§ WHAT YOU HAVE TO DO
Reproduce verbatim the rows below, from the line containing "Where can the table" through the end of the rows, both ends included.

§ DATA FOR THIS EXERCISE
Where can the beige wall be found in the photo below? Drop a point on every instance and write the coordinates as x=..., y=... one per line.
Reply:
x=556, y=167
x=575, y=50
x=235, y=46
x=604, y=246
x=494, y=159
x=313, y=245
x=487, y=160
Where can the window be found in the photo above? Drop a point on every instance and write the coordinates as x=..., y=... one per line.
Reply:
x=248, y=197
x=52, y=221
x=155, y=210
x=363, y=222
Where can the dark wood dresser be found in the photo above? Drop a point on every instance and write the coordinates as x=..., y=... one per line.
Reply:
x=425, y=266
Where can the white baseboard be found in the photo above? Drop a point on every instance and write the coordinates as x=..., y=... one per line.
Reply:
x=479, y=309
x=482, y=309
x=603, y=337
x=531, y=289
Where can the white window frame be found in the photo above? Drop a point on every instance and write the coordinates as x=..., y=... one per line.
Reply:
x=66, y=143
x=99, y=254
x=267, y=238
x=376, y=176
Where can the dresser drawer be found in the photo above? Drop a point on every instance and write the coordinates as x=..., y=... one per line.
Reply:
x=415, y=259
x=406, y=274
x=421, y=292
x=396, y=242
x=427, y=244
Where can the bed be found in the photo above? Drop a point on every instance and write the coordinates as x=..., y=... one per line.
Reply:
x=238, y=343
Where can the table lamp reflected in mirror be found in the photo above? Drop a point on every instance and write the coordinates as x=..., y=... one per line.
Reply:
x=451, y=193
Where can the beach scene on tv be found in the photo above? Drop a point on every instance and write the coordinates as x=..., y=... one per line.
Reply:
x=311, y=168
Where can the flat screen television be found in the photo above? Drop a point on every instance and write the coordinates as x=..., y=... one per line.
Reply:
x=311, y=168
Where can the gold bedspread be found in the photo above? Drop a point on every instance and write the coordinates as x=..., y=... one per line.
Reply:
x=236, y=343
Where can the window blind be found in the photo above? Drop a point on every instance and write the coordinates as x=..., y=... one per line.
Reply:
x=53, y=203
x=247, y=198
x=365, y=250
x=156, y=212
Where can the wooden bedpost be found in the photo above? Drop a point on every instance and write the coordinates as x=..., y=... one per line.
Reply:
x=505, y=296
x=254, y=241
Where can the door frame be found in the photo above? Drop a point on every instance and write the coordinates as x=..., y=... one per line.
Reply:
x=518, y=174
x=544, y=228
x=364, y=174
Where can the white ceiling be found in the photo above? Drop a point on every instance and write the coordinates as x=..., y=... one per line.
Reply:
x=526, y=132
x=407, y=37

§ THE COMPLETED TASK
Where can the table lamp reflected in mirror be found in the photo above? Drop a point on every instance and write the coordinates as x=..., y=... one per line.
Reply:
x=451, y=193
Where can the beach scene on tv be found in the photo above? Drop a point on every instance and write the coordinates as x=..., y=... one per line.
Reply:
x=311, y=168
Where can the flat screen television be found in the photo above? Drop a point on every instance and write the coordinates as x=..., y=... one per line.
Reply:
x=311, y=168
Where can the gold bedspread be found in the photo above? Drop a point on every instance and write the coordinates as x=..., y=... one per line.
Reply:
x=236, y=343
Where can the window blind be found in the photo above? Drop a point on every instance and write the coordinates as x=..., y=... one per line.
Reply:
x=53, y=203
x=247, y=198
x=365, y=250
x=156, y=212
Where can the wooden bedpost be found in the photo above? Drop a point on every instance and write the coordinates as x=..., y=... one per line.
Reply:
x=505, y=296
x=254, y=241
Where can the door frame be found in the photo above? Drop a point on every instance and write the coordinates as x=..., y=... one per line.
Reply:
x=518, y=174
x=544, y=228
x=364, y=174
Where can the white ceiling be found in the photo above? Drop a point on every instance and write the coordinates as x=..., y=... one per line.
Reply:
x=526, y=132
x=407, y=37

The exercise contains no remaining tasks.